Coordinate annotation records
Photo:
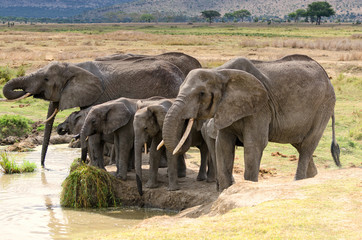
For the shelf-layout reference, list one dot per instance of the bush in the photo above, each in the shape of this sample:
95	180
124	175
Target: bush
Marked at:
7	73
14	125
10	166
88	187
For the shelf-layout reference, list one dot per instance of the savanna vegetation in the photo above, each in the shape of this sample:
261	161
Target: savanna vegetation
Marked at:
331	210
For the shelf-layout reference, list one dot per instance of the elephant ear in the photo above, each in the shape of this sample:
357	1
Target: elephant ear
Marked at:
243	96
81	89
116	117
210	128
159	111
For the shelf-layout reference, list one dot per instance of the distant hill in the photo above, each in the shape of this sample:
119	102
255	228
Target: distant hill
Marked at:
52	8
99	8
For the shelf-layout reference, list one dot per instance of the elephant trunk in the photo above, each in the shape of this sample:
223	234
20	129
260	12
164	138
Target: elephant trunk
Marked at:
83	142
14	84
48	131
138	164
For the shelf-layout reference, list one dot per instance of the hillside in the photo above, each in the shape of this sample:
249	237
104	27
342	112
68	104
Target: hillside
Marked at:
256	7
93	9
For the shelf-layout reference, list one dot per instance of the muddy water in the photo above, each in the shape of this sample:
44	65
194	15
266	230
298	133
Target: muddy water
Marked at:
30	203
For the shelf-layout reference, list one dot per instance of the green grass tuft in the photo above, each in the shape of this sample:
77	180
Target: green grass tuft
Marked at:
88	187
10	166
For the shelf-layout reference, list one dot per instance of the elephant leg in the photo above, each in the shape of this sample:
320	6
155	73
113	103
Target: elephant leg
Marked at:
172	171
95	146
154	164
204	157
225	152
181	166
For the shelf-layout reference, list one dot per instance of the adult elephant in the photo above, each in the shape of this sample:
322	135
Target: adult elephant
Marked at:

--

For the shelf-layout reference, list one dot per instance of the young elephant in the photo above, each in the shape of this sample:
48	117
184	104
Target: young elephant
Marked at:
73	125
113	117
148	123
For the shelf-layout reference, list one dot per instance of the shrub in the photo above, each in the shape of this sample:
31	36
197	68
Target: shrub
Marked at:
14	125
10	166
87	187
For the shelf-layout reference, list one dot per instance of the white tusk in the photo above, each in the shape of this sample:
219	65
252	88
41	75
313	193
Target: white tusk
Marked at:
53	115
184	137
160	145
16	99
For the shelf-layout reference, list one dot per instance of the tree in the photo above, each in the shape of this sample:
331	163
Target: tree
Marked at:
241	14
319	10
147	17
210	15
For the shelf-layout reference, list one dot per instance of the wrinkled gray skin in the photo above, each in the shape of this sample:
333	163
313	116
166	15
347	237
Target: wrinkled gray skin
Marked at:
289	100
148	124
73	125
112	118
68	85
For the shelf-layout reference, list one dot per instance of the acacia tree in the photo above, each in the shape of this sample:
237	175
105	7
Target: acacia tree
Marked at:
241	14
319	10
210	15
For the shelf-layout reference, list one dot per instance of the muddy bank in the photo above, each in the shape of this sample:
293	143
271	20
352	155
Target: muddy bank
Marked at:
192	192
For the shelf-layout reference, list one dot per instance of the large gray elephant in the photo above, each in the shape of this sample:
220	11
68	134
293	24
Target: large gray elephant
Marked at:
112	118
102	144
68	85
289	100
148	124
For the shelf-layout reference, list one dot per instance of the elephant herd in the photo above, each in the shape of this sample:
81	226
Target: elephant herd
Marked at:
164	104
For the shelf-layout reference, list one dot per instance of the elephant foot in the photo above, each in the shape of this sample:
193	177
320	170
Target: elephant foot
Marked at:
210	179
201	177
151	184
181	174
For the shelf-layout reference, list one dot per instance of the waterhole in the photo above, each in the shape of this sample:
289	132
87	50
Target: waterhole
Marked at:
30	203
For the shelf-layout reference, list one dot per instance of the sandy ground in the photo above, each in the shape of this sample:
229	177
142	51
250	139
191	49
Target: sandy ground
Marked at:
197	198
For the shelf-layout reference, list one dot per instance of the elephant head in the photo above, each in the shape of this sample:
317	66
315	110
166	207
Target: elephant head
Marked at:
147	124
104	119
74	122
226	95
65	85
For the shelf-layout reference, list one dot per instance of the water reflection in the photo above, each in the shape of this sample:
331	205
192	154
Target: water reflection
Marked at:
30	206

* * *

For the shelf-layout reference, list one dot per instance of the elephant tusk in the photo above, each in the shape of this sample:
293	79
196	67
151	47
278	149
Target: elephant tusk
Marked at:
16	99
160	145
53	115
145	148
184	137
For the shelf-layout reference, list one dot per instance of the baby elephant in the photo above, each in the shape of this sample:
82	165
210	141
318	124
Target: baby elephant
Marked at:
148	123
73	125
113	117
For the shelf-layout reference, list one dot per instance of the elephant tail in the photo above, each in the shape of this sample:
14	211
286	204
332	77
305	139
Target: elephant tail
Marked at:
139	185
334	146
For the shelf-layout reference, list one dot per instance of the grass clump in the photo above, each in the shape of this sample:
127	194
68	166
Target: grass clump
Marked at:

### Problem
Which lines in the entries above contain the word "ground"? Return each of them in full.

### Task response
For the shelf-layout reference, list one dot per instance of the sandy ground in the photo above, each in the shape of this sample:
Target: sandy ground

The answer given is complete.